**YOUR INSTRUCTIONS**
Set down all the lines below, each one exactly as shown.

**DATA IN THIS EXERCISE**
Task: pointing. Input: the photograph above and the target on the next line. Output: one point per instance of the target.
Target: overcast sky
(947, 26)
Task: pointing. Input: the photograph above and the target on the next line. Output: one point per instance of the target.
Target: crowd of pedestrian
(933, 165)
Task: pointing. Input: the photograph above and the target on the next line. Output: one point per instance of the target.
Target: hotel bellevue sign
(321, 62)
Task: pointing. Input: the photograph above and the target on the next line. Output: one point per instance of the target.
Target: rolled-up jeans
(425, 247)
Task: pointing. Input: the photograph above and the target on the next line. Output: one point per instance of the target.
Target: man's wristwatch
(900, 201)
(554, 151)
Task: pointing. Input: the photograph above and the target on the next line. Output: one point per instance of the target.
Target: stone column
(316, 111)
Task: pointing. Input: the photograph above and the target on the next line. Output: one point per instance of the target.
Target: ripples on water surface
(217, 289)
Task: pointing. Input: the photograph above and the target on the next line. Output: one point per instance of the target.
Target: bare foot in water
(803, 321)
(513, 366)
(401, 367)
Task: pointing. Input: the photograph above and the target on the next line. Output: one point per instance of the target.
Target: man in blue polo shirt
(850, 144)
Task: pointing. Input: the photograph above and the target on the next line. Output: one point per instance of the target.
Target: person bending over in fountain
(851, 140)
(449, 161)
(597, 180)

**RESULT OF THIS EXERCISE**
Task: pointing. Input: the photograph above and the target on the next line. Output: one point per instance of the target.
Target: overcast sky
(947, 26)
Task: pointing. Input: the photograph above and the target on the next line. Output: one point per instance of the target.
Target: crowd of pedestrian
(933, 165)
Task: pointing. Input: the photograph above and the target on the next line. Output: one point per instance of the target.
Target: hotel bellevue sign
(321, 62)
Task: pointing. Input: the photograph above and the target on the next line. Output: one point per instance of the target.
Target: rolled-up jeans
(425, 247)
Task: pointing. Input: the photograph above and the target on the next line. Output: one point per instance of the target.
Target: man's wristwatch
(900, 201)
(554, 151)
Task: pointing. Input: the photograph above and the target on the next line. Output: one point per instance of the target.
Target: stone column
(316, 111)
Task: pointing. Input: the photograph above and the target on the next line. Output: one point per instance of the target.
Target: ripples on water surface
(217, 289)
Task: pointing. Input: the photograph above and the target on the next line. Output: one point per instance of the target.
Target: bare foot in water
(803, 321)
(513, 366)
(401, 367)
Task: pointing. Input: the photograph above and the target on the next line. Output: one point per instance of the target.
Target: man in blue polo shirt
(850, 144)
Task: pointing. Input: the photograph above and the target on the next line. Output: one point per instance of the target.
Target: person bending over in fountain
(851, 140)
(449, 161)
(597, 180)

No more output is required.